WORK REQUIRED
Each entry below is to be written out exactly, and the pictures are to be left out.

[Point annotation dataset records]
▬▬▬▬▬▬▬▬▬▬
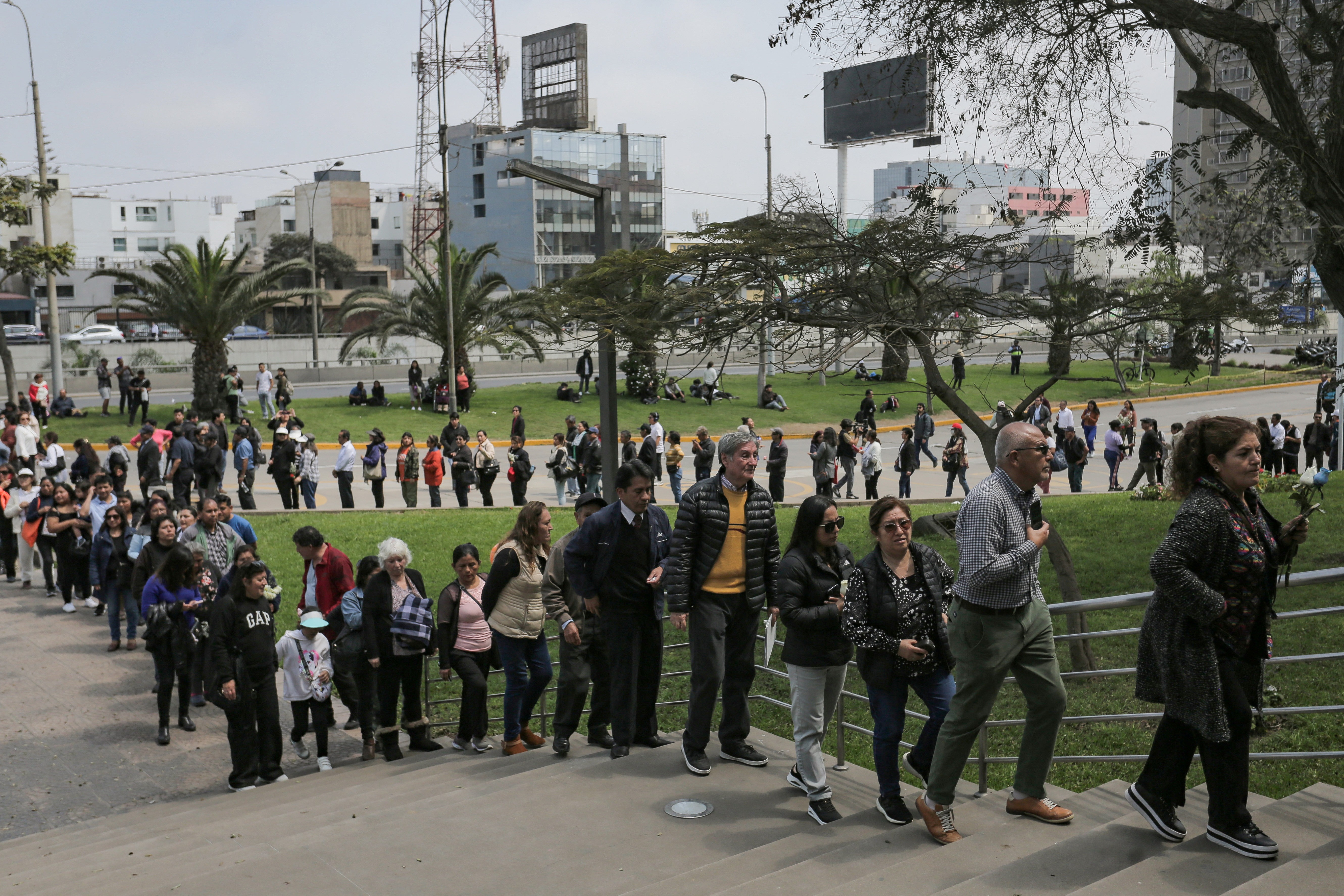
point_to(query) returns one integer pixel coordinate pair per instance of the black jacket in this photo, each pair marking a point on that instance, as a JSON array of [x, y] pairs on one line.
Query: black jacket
[[702, 525], [803, 589], [378, 612]]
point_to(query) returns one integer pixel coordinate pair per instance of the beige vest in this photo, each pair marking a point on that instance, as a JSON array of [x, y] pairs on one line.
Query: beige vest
[[519, 613]]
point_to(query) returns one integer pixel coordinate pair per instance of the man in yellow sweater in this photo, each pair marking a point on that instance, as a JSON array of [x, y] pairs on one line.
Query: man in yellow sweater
[[718, 578]]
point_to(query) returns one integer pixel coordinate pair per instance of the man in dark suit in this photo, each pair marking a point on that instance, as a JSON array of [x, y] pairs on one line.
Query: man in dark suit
[[615, 563]]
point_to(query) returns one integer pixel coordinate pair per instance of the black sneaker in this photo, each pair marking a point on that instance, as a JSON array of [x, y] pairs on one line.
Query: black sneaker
[[894, 809], [744, 753], [823, 812], [695, 761], [1248, 840], [1159, 813]]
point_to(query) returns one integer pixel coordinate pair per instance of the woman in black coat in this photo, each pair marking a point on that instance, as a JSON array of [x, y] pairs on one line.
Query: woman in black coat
[[810, 589], [400, 669], [1205, 639], [896, 614]]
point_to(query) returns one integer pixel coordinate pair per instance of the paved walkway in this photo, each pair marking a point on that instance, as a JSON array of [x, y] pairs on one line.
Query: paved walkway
[[80, 723]]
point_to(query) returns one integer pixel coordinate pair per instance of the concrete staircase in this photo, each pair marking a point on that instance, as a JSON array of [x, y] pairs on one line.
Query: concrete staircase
[[451, 823]]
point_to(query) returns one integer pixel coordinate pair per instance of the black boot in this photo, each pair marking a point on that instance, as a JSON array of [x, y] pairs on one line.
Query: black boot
[[392, 750]]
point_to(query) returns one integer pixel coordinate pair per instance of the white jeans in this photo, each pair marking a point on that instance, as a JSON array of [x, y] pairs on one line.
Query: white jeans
[[814, 694]]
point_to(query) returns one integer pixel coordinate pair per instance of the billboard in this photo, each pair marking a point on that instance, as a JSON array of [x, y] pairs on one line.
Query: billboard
[[877, 100]]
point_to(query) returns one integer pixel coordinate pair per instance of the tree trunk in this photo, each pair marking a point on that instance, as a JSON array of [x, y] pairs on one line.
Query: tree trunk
[[209, 361]]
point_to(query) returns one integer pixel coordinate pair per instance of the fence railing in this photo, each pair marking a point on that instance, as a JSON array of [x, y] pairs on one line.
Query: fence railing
[[983, 760]]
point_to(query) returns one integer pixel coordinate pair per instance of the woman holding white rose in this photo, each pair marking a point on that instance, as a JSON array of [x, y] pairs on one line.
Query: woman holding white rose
[[810, 589], [896, 614]]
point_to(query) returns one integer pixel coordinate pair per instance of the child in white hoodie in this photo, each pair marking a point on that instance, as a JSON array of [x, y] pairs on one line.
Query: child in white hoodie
[[306, 657]]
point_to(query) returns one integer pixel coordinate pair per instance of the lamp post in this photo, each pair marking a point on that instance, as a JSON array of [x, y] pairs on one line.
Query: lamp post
[[58, 378], [769, 213], [312, 248]]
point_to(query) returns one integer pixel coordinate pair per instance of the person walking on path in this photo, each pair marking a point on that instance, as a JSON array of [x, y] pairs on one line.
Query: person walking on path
[[242, 678], [616, 565], [304, 655], [721, 573], [1001, 625], [466, 647], [814, 576], [584, 649], [513, 605], [897, 614], [1205, 637], [400, 661]]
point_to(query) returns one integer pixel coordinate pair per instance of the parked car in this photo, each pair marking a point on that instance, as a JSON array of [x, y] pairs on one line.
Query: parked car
[[23, 334], [96, 335], [246, 331]]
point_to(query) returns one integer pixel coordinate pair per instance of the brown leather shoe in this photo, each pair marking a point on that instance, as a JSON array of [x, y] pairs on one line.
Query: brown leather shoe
[[1041, 809], [940, 823]]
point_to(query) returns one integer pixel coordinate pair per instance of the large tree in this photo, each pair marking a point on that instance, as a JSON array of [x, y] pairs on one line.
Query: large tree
[[206, 295], [1058, 72]]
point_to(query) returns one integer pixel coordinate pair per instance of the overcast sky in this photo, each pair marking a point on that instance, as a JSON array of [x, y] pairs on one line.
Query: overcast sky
[[194, 87]]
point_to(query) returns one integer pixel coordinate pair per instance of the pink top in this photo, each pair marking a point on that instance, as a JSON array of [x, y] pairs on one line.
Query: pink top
[[474, 633]]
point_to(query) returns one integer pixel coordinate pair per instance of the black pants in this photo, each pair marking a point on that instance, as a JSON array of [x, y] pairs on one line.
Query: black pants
[[584, 665], [167, 669], [635, 653], [722, 632], [255, 734], [1226, 765], [322, 712], [400, 678], [343, 481], [475, 669]]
▬▬▬▬▬▬▬▬▬▬
IN RESPONSE
point_to(query) returns one integer pixel coordinate pair per instance of the black jacket in this photo, each pair marking a point on that instance, as a JSON array of [x, y] pairs on one line.
Query: black jacket
[[702, 525], [803, 589], [378, 612]]
point_to(query) returns one integer pixel coordinate pair per instance of the beige vest in this photo, each pair marking a point on that instance, as a JSON array of [x, y] pairs on one line.
Query: beige vest
[[519, 613]]
point_to(query) returns one integer pixel coordinate pair per instance of the man in yellow sweater in this photo, each pair marking a point on that instance, as a JSON array of [x, y] pairs on one line.
Query: man in yellow sweater
[[718, 578]]
point_to(query) returns one integer pixel coordinate pair per instance of the man in dark suit in this photo, each pair marking a point on that instance, as a JSON array of [x, y] pairs on one line.
Query: man in dark suit
[[615, 563]]
point_to(query) returns one integer pixel coordinate pair per instance of the black sneaker in this photo, each pair marking a point on that instance, as a JSON array of [x, y] pairs on one line.
Query: black sneaker
[[894, 809], [744, 753], [823, 812], [695, 761], [1248, 840], [1159, 813]]
point_to(query) returns one integer pixel coordinate pair per instance of the woman in black coat in this photo, each pair marking a point on that instance, as a JSON array of [x, y] pairs on one line.
Query: woman in black coat
[[810, 589], [400, 669], [1205, 639], [896, 614]]
point_to(query) returns one integer pixel coordinate pair per instance of the paved walkway in this photo, each pair marking a point on that instance, as a JSON array of [x, y] pairs on one line.
Query: paved walkway
[[80, 723]]
point_to(query) returns one integer pixel coordinate pair per instance of the concrete staircase in this photo, each pair marking a point on that instance, as a JSON array of [x, y] pairs on one line.
Query: concrete staircase
[[451, 823]]
point_to(query) returns one integer pixel coordinate pair per instance of the black boot in this photo, each pair marking a point on that instance, as a JSON array of [x, y] pairs on one line.
Query: black boot
[[392, 750]]
point_to(query) returns one integer pixel coordinate pair per instance of the white jeans in this photo, each pair marking a point on that instance, as a JSON array of [x, y] pairs on one line.
Query: white jeans
[[814, 694]]
point_to(query) returns one integer pixel coordinate pair per instance of the billboard in this photo, each pair marking a point on that instance, as a JSON array of [x, y] pairs on one line.
Query: billboard
[[877, 100]]
point_to(query) returns one integer pixel coordinate pair per instance of the tree trunk in this photo, each pair marking a point on that instance, as a JSON array of [x, y] pairs on one line.
Query: tree trunk
[[209, 361]]
point_to(query) returns one integer pixel coordinate pair per instance of the fence railing in this photo, each pair marking a point on that instance, as a JSON array of [x, y] pairs on one line.
Query: fence railing
[[983, 760]]
point_to(query) returns one integer pixel coordinate pair per instance of the woman holding white rose in this photo, each pair marking a point on that instance, as a JSON array of [x, y] pairs on one line.
Query: woman holding white rose
[[810, 589], [896, 614]]
point_to(query) returns one integer pixel coordinate pair per instance of the child in white hoodie in this photo, each pair marking a point on that instance, as a JSON array of [x, y] pairs on one line.
Query: child in white hoodie
[[306, 657]]
point_to(query) returns one integer pixel coordinate pair per instance of the lamp post in this photo, each pair marking a point on that instance, as a JSON array of [x, y] pairs on one line.
Query: lamp post
[[58, 378], [769, 213], [312, 248]]
point_to(query) returns one integer pixel coordinate pair per instance of the person walking on path in this photo, each pair marking a point on that instance, as a JSON array of [x, y] pairs on one line.
Query: person walking on path
[[242, 678], [616, 565], [304, 655], [721, 573], [1001, 625], [466, 647], [814, 576], [584, 649], [513, 605], [897, 614], [1205, 637], [400, 661]]
point_to(query) returns one integer pixel coordinate pair per instance of the parked car in this photo, each pair marking a point on that instance, as a JSON array of [x, y] pairs on one line.
Query: parked car
[[23, 334], [96, 335], [246, 331]]
point_to(query) returns one integer pixel coordinate pair per instance of the brown leather shoe in this photo, each pair marking a point on that instance, as a JSON array of [x, y] pairs on one line.
Query: brown leather shoe
[[1041, 809], [940, 823]]
point_to(query) returns one integer pixel coordinate pair per instance of the large tree in this photo, each pair marking a point on that instance, as a JSON array of [x, y] pairs on one line.
Query: large tree
[[206, 295], [1058, 72]]
point_to(query) returns one integer pixel coordinate pair per instance of the overcast sky in this photo, each pair marking a point on that instance, as a JSON array of [x, y] pairs on one line.
Query: overcast sky
[[194, 87]]
point_to(query) returns one integer pixel coordinate pair per instance of the pink top in this photo, each pair marking a point on that instance, as a JSON array of [x, y] pairs on one line.
Query: pink top
[[474, 633]]
point_to(query) returns one integer pixel coordinate pair per instance of the black pants in this photo, each pair marking a point on that instance, as a JSON array of [x, y] pairs on one line.
Query: black pants
[[584, 665], [167, 669], [635, 653], [722, 632], [255, 734], [1226, 765], [322, 712], [400, 678], [343, 481], [475, 669]]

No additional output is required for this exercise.